The château was auctioned off in 1825. At that time it was described as being having forty-six rooms on three floors, with the south facade overlooking the park and including thirty-four windows and three doors. The northern facade at the time was noted to have thirty windows overlooking the main courtyard. The estate was purchased by Antoine Pierre Berryer, advocate and counselor to the French parliament. He spent much of his time restoring and expanding the property. His notable guests at the estate included François-René de Chateaubriand, Alexandre Dumas, fils, Franz Liszt, Gioachino Rossini, Alfred de Musset, and Eugène Delacroix. Following the death of Berryer in 1868, the estate went to his sister. She continued to make improvements. With her death, the property again passed to an absentee owner and was largely neglected. It was bought by Count de Pange in 1912. He restored facades, the gardens, and lands before reselling to industrialist Felix Mouton in 1919.

Records:
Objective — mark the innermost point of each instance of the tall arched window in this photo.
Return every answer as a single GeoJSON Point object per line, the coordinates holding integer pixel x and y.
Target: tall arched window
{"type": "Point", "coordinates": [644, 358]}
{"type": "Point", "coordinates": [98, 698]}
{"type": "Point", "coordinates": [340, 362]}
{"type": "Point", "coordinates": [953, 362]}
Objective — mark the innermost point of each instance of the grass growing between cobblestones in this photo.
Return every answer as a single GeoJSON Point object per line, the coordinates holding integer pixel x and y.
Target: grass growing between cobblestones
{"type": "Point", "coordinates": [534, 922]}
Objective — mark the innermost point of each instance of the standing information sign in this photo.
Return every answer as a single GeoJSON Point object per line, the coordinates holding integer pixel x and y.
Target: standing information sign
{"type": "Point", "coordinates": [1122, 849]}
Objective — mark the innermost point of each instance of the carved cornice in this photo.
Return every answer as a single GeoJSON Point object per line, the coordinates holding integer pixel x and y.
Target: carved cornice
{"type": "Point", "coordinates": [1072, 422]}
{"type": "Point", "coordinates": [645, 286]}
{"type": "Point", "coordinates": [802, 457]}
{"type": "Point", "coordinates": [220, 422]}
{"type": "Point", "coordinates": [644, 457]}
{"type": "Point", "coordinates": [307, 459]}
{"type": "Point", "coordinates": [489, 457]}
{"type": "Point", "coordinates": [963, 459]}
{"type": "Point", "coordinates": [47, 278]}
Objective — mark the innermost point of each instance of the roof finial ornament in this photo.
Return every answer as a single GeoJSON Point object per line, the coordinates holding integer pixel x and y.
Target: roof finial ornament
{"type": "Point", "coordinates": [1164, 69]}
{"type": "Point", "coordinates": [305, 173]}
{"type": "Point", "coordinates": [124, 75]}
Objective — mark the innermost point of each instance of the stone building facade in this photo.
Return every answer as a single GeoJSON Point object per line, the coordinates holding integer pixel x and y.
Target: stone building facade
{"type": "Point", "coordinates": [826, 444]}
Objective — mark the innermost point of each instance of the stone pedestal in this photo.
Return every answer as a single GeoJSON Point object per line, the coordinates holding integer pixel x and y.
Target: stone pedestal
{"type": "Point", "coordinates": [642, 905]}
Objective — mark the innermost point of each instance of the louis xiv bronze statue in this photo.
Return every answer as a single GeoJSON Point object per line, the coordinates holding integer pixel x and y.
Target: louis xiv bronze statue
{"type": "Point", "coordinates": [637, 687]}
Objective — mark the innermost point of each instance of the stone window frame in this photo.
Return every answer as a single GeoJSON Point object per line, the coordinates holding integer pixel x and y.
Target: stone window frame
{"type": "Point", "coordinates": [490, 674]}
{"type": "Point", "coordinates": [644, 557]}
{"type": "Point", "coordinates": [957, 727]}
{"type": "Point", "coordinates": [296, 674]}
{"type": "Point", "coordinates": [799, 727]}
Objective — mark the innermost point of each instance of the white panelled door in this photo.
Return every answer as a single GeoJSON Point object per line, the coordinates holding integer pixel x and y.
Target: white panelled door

Required actions:
a – Answer these questions using the text about the château:
(i) In what year was the château auctioned off?
(ii) Who received the estate after Berryer died in 1868?
(iii) To whom did Count de Pange resell the property in 1919?
b – Please summarize the text about the château in two sentences.

Answer list:
a –
(i) 1825
(ii) His sister
(iii) Industrialist Felix Mouton

b – After the château was auctioned in 1825, the estate was bought by Antoine Pierre Berryer, who restored and expanded it and hosted guests including Chateaubriand, Alexandre Dumas fils, Liszt, Rossini, Musset, and Delacroix. When he died in 1868, the estate went to his sister, who continued improving it, and after her death an absentee owner largely neglected it until Count de Pange bought it in 1912, restored it, and resold it to industrialist Felix Mouton in 1919.